Problem requirements | Write the data below out again in full, exactly as shown.
[The data Boundary: Start]
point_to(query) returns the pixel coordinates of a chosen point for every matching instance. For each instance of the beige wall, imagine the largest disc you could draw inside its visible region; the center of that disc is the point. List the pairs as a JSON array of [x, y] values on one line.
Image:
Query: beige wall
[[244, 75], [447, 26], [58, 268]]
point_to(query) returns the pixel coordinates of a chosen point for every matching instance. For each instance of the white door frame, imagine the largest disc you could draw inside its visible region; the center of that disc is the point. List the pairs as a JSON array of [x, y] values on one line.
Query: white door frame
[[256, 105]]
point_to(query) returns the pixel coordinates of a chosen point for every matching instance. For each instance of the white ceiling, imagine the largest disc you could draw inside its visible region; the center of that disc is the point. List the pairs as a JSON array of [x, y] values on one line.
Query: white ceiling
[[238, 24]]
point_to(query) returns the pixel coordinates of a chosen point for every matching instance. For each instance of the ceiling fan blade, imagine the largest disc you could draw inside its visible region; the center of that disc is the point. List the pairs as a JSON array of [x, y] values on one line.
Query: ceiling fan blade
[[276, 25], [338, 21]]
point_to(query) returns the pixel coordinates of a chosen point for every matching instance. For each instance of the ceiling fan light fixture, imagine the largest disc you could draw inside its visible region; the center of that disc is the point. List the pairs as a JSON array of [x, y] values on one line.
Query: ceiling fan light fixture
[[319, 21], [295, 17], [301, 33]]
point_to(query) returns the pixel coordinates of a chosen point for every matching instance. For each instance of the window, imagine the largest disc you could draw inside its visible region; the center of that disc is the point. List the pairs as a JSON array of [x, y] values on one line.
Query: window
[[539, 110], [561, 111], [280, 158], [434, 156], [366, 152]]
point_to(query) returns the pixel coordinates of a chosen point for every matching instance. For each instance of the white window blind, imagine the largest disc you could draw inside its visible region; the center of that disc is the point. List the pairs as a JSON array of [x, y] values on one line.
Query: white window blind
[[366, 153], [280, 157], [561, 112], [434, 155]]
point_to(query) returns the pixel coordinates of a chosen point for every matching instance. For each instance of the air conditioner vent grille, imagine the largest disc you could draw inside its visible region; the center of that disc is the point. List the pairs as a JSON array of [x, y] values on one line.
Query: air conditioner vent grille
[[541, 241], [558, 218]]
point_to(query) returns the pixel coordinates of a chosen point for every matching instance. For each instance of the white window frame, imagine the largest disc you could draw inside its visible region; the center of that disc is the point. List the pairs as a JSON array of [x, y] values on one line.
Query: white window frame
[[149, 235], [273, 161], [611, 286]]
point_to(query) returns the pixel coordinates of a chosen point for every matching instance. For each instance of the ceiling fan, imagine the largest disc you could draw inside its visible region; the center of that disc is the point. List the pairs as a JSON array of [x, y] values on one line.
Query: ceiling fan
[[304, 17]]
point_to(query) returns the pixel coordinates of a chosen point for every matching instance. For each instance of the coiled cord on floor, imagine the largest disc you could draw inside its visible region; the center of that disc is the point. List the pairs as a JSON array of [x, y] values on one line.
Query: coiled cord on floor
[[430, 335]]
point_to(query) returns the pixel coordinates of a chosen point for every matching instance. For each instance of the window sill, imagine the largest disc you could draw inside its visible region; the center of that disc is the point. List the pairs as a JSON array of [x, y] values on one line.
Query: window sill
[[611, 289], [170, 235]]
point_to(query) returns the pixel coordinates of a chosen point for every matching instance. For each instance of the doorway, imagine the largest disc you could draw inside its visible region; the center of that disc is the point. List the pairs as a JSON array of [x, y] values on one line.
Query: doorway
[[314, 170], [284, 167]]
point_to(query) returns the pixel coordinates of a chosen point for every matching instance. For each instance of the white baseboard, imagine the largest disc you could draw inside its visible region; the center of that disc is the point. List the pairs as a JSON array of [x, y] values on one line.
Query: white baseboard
[The data Boundary: End]
Task solution |
point_to(query) returns the pixel coordinates of a chosen point for every matching instance. For each instance of the beige wall, imagine the largest disc you could draw inside its visible region; the center of that disc is the point. List the pairs as a JSON array of [x, y] values on one line.
Image:
Query: beige wall
[[244, 75], [447, 26], [58, 268]]
point_to(query) returns the pixel coordinates of a chosen point for every matching instance. For each instance of the white door frame, imagine the largest disc you could draw inside its visible region; the center of that disc is the point. List the pairs as a JSON array of [x, y] values on one line.
Query: white door frame
[[256, 105]]
point_to(query) returns the pixel coordinates of a chosen point for every matching instance. For each instance of the white ceiling, imagine the largest disc you could draw inside its visible region; the center of that disc is the point. List the pairs as a JSON array of [x, y] values on one line.
Query: white ceiling
[[238, 24]]
point_to(query) returns the pixel coordinates of a chosen point for every matching instance. For each instance of the ceiling fan blade, imagine the largest disc you could draw inside its visible region; the center of that disc is the point. List the pairs as a JSON array of [x, y] values on one line.
Query: ceiling fan blade
[[276, 25], [338, 21]]
point_to(query) returns the pixel coordinates of a chosen point for every matching instance. For each instance of the ceiling fan light fixture, imagine the largest disc you could draw inside its visible region; the center of that disc is the point. List the pairs as a JSON array of [x, y] values on one line.
Query: ceiling fan light fixture
[[319, 21], [295, 17], [301, 33]]
point_to(query) returns the pixel coordinates of a chosen point for every matching instance. For each instance of the window, imagine the largest disc you could draw inside its visible region; the center of that disc is the point. List the pairs as a JSON array of [x, y] values on one line.
Query: window
[[539, 110], [561, 111], [280, 158], [434, 156], [366, 152]]
point_to(query) returns the pixel coordinates of a chosen point for every matching instance. For each instance of the white window blind, imagine the largest disc you could draw inside its visible region; the center of that disc is the point. List the pairs as a JSON array of [x, y] values on one line.
Query: white window blind
[[366, 153], [280, 157], [561, 112], [434, 155]]
point_to(query) returns the pixel coordinates of a chosen point for every matching instance. For each instance of the air conditioner vent grille, imagine the largest disc you could draw inside its visible region; the center of that disc is the point. List the pairs as a JSON array of [x, y] values on one line.
Query: air conditioner vent grille
[[541, 241], [558, 218]]
point_to(query) returns the pixel coordinates of a chosen point for every matching instance. For each instance of the white window frame, imagine the largest disc you could draw inside its visible region; the center of that disc is the point. List the pairs as a JSON array of [x, y] values on one line.
Query: white window frame
[[149, 235], [273, 161], [611, 286]]
point_to(query) returns the pixel coordinates of a chosen point for every matching instance. For each instance of the ceiling fan, imagine the largest disc you could draw inside its visible region; the center of that disc is the point. List the pairs as a JSON array of [x, y] values on one line.
Query: ceiling fan
[[304, 17]]
point_to(query) returns the pixel coordinates of a chosen point for every matching instance. For each instance of the coiled cord on floor, imagine the largest disc you could draw inside its visible region; the center of that disc is the point. List the pairs as a JSON array of [x, y] values on one line.
Query: coiled cord on floor
[[430, 335]]
point_to(query) returns the pixel coordinates of a chosen point for every matching instance. For each instance of the window sill, imagine the largest disc you could draw inside its visible region; the center of that disc is the point. List the pairs as a JSON array of [x, y] values on one line.
Query: window sill
[[611, 289], [170, 235]]
point_to(query) returns the pixel coordinates of a chosen point for every matching instance. For each instance of the doorway, imagine the largest disc you could draw inside its visible region; the center of that disc is the point. List the pairs as a JSON array of [x, y] values on one line.
Query: doorway
[[314, 170], [284, 167]]
point_to(query) returns the pixel coordinates of a chosen point for every matching instance. For each instance of the white baseboard, imagine the largest disc you could draw inside its visible region; the center of that disc is the point. List the pairs as a JSON array of [x, y] values on one line.
Query: white baseboard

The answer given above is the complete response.